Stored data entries
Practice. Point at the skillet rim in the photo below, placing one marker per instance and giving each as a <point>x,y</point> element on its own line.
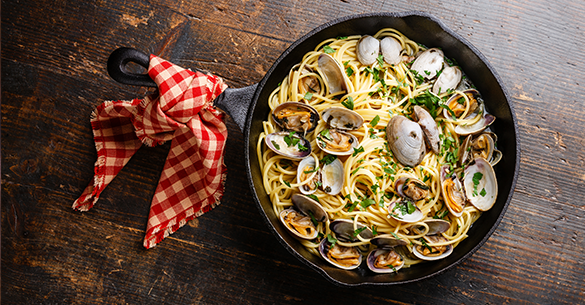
<point>251,146</point>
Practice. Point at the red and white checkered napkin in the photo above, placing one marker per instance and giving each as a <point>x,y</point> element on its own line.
<point>192,181</point>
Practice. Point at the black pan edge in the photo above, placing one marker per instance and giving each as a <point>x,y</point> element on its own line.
<point>505,127</point>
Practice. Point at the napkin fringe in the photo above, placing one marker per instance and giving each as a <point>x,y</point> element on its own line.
<point>172,226</point>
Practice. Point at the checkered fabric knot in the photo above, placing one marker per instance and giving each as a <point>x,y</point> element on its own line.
<point>193,177</point>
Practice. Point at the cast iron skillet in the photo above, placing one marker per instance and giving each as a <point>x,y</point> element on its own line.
<point>248,107</point>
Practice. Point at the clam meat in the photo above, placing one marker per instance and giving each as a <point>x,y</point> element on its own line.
<point>294,116</point>
<point>411,188</point>
<point>288,144</point>
<point>305,169</point>
<point>391,50</point>
<point>337,142</point>
<point>428,63</point>
<point>452,191</point>
<point>432,249</point>
<point>481,185</point>
<point>300,220</point>
<point>342,118</point>
<point>405,139</point>
<point>429,127</point>
<point>448,80</point>
<point>367,50</point>
<point>333,73</point>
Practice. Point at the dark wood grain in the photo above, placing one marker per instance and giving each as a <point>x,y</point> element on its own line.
<point>53,75</point>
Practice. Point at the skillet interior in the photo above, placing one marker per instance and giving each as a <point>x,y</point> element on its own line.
<point>427,30</point>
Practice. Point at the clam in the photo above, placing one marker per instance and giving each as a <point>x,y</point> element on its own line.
<point>452,191</point>
<point>307,83</point>
<point>346,258</point>
<point>342,118</point>
<point>430,249</point>
<point>411,188</point>
<point>448,80</point>
<point>305,169</point>
<point>337,142</point>
<point>300,219</point>
<point>391,50</point>
<point>344,230</point>
<point>457,104</point>
<point>367,50</point>
<point>340,256</point>
<point>433,226</point>
<point>385,259</point>
<point>296,117</point>
<point>405,139</point>
<point>428,63</point>
<point>482,145</point>
<point>405,210</point>
<point>288,144</point>
<point>485,121</point>
<point>332,177</point>
<point>333,73</point>
<point>481,185</point>
<point>429,127</point>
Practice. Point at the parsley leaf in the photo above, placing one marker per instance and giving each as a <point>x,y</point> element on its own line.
<point>328,50</point>
<point>375,121</point>
<point>348,103</point>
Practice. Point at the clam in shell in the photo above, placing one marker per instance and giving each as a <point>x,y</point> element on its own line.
<point>295,116</point>
<point>288,144</point>
<point>337,142</point>
<point>333,73</point>
<point>299,220</point>
<point>367,50</point>
<point>391,50</point>
<point>428,63</point>
<point>405,139</point>
<point>481,185</point>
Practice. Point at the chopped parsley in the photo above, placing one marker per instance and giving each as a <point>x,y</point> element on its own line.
<point>375,121</point>
<point>275,145</point>
<point>328,50</point>
<point>348,103</point>
<point>476,177</point>
<point>357,151</point>
<point>328,159</point>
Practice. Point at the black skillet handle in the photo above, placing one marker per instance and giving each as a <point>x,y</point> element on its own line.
<point>117,67</point>
<point>234,102</point>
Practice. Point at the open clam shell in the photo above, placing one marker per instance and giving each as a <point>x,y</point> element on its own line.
<point>391,50</point>
<point>288,144</point>
<point>428,63</point>
<point>429,252</point>
<point>333,73</point>
<point>452,192</point>
<point>405,210</point>
<point>344,230</point>
<point>342,118</point>
<point>332,177</point>
<point>385,261</point>
<point>337,142</point>
<point>435,226</point>
<point>429,127</point>
<point>406,140</point>
<point>448,80</point>
<point>295,116</point>
<point>411,188</point>
<point>305,169</point>
<point>300,220</point>
<point>346,258</point>
<point>481,185</point>
<point>367,50</point>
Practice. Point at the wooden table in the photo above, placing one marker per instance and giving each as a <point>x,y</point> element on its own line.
<point>53,75</point>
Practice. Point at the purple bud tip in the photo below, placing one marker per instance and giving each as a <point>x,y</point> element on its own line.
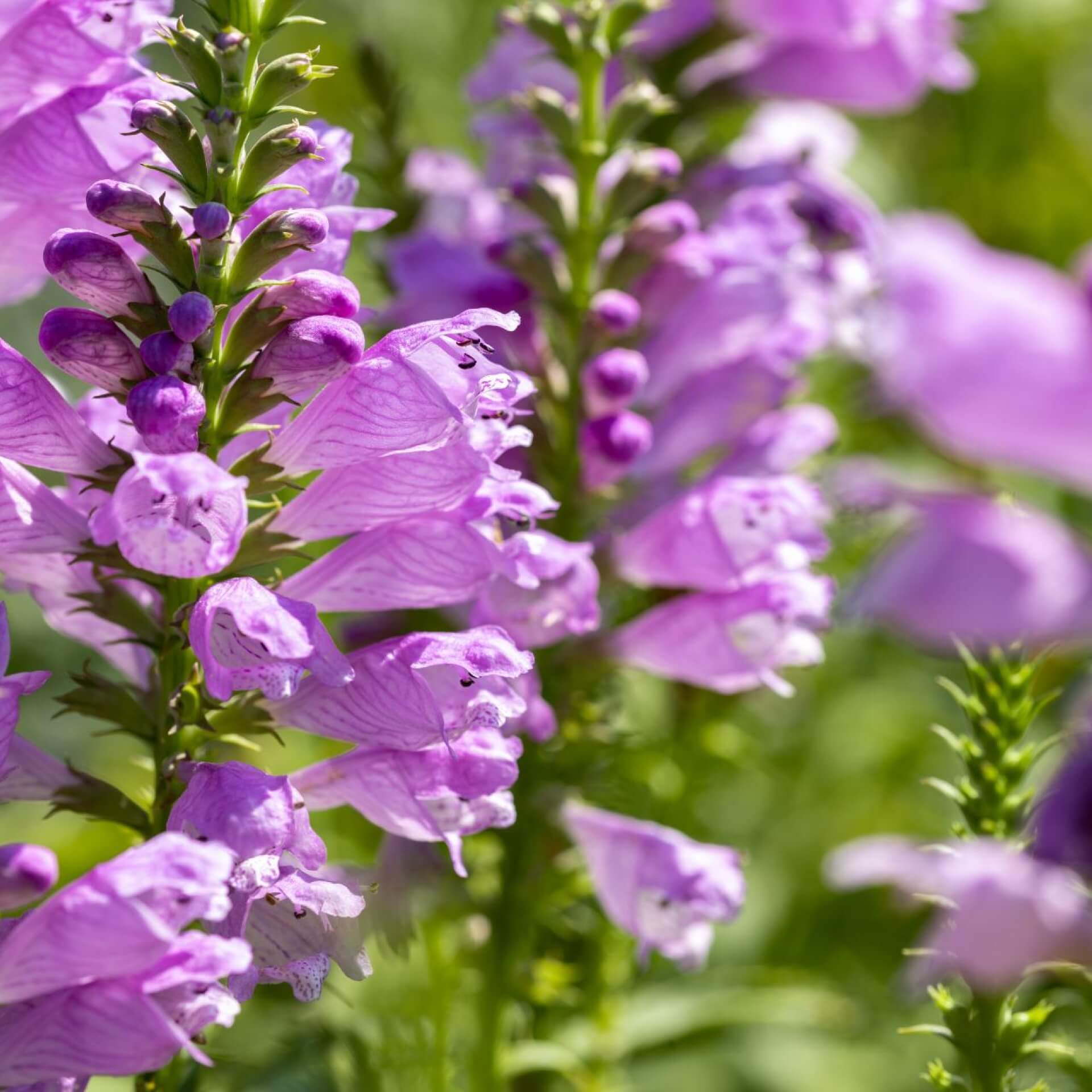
<point>191,316</point>
<point>146,109</point>
<point>167,413</point>
<point>619,438</point>
<point>69,246</point>
<point>211,220</point>
<point>617,375</point>
<point>164,352</point>
<point>27,872</point>
<point>308,140</point>
<point>616,312</point>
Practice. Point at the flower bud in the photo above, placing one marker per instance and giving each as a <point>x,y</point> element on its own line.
<point>315,292</point>
<point>123,205</point>
<point>167,126</point>
<point>27,872</point>
<point>611,445</point>
<point>89,346</point>
<point>657,228</point>
<point>211,220</point>
<point>167,413</point>
<point>97,271</point>
<point>613,379</point>
<point>282,78</point>
<point>199,58</point>
<point>191,316</point>
<point>308,353</point>
<point>165,352</point>
<point>614,312</point>
<point>275,238</point>
<point>272,154</point>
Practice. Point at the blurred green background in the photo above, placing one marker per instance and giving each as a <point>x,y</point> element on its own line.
<point>803,993</point>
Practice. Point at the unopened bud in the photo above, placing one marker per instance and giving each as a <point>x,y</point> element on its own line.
<point>166,352</point>
<point>123,205</point>
<point>613,379</point>
<point>199,58</point>
<point>616,313</point>
<point>279,236</point>
<point>167,413</point>
<point>316,292</point>
<point>211,220</point>
<point>168,127</point>
<point>282,78</point>
<point>273,154</point>
<point>97,271</point>
<point>27,873</point>
<point>90,346</point>
<point>191,316</point>
<point>309,353</point>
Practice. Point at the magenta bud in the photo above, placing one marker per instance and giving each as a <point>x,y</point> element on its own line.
<point>315,292</point>
<point>191,316</point>
<point>165,352</point>
<point>311,352</point>
<point>613,379</point>
<point>211,220</point>
<point>617,313</point>
<point>90,346</point>
<point>27,873</point>
<point>123,205</point>
<point>167,413</point>
<point>619,438</point>
<point>96,270</point>
<point>657,228</point>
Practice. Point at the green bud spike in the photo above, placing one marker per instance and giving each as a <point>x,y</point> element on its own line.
<point>282,78</point>
<point>199,58</point>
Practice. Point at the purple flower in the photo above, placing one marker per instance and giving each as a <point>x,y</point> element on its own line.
<point>191,316</point>
<point>328,187</point>
<point>983,570</point>
<point>610,446</point>
<point>415,692</point>
<point>167,413</point>
<point>309,353</point>
<point>254,814</point>
<point>987,351</point>
<point>657,885</point>
<point>39,427</point>
<point>246,636</point>
<point>1063,817</point>
<point>27,873</point>
<point>732,642</point>
<point>179,516</point>
<point>424,561</point>
<point>97,271</point>
<point>90,348</point>
<point>211,220</point>
<point>613,379</point>
<point>877,57</point>
<point>13,687</point>
<point>33,519</point>
<point>710,536</point>
<point>133,999</point>
<point>165,352</point>
<point>123,205</point>
<point>440,794</point>
<point>313,293</point>
<point>556,598</point>
<point>617,313</point>
<point>295,923</point>
<point>1007,910</point>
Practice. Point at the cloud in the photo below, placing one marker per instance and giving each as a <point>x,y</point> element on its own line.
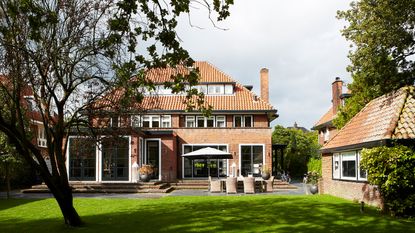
<point>299,41</point>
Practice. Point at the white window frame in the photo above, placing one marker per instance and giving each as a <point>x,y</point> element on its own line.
<point>165,119</point>
<point>136,121</point>
<point>228,89</point>
<point>347,156</point>
<point>220,119</point>
<point>41,136</point>
<point>359,157</point>
<point>190,119</point>
<point>336,166</point>
<point>243,123</point>
<point>216,89</point>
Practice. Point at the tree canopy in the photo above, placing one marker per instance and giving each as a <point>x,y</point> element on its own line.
<point>301,146</point>
<point>57,57</point>
<point>382,33</point>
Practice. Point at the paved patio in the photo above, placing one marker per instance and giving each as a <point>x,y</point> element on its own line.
<point>301,190</point>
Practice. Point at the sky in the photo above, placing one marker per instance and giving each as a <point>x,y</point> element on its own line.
<point>299,41</point>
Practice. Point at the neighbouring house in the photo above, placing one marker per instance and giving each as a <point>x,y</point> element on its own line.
<point>388,118</point>
<point>160,131</point>
<point>295,126</point>
<point>324,126</point>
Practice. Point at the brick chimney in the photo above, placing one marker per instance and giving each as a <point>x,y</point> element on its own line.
<point>264,84</point>
<point>336,90</point>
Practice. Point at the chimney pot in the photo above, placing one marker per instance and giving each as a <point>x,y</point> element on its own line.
<point>336,88</point>
<point>264,84</point>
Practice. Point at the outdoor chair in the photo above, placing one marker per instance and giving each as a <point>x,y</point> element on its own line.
<point>215,186</point>
<point>249,185</point>
<point>231,185</point>
<point>269,184</point>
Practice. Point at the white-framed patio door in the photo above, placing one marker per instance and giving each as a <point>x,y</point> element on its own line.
<point>152,155</point>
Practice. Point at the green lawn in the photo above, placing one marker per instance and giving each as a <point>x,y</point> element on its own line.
<point>201,214</point>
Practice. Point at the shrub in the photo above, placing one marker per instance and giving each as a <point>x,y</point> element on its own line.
<point>392,169</point>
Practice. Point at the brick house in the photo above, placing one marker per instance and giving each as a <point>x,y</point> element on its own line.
<point>324,126</point>
<point>383,120</point>
<point>164,130</point>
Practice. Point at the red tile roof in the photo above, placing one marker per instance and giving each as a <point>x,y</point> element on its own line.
<point>241,100</point>
<point>390,116</point>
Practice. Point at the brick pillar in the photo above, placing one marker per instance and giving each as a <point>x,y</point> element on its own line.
<point>336,90</point>
<point>264,84</point>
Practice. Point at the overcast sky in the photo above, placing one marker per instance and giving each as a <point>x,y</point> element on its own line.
<point>299,41</point>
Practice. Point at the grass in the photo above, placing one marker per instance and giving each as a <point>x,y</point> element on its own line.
<point>268,213</point>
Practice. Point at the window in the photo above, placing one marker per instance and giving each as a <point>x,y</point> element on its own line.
<point>349,165</point>
<point>243,121</point>
<point>221,121</point>
<point>362,172</point>
<point>200,121</point>
<point>190,121</point>
<point>114,121</point>
<point>41,136</point>
<point>228,89</point>
<point>151,121</point>
<point>215,89</point>
<point>326,133</point>
<point>336,166</point>
<point>166,121</point>
<point>346,166</point>
<point>252,158</point>
<point>136,121</point>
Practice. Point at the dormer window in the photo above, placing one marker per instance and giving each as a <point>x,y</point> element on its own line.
<point>41,136</point>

● **WHAT THE TASK ASKS**
Take the line holding "Practice. Point at the window" and the lines after it through the end of the entries. Retype them exactly and add nothing.

● **SOLUTION FOR THIS EXERCISE**
Practice. Point at the window in the photo above, placing one marker per instance and giving each as a <point>x,y</point> element on its own line.
<point>349,165</point>
<point>243,121</point>
<point>221,121</point>
<point>362,172</point>
<point>200,121</point>
<point>190,121</point>
<point>114,121</point>
<point>41,136</point>
<point>228,89</point>
<point>151,121</point>
<point>215,89</point>
<point>326,133</point>
<point>336,166</point>
<point>166,121</point>
<point>346,166</point>
<point>252,158</point>
<point>136,121</point>
Practice. Point at the dormer window in the photo above, placing one marker per instance and giving each as a <point>x,y</point> element on its own line.
<point>41,136</point>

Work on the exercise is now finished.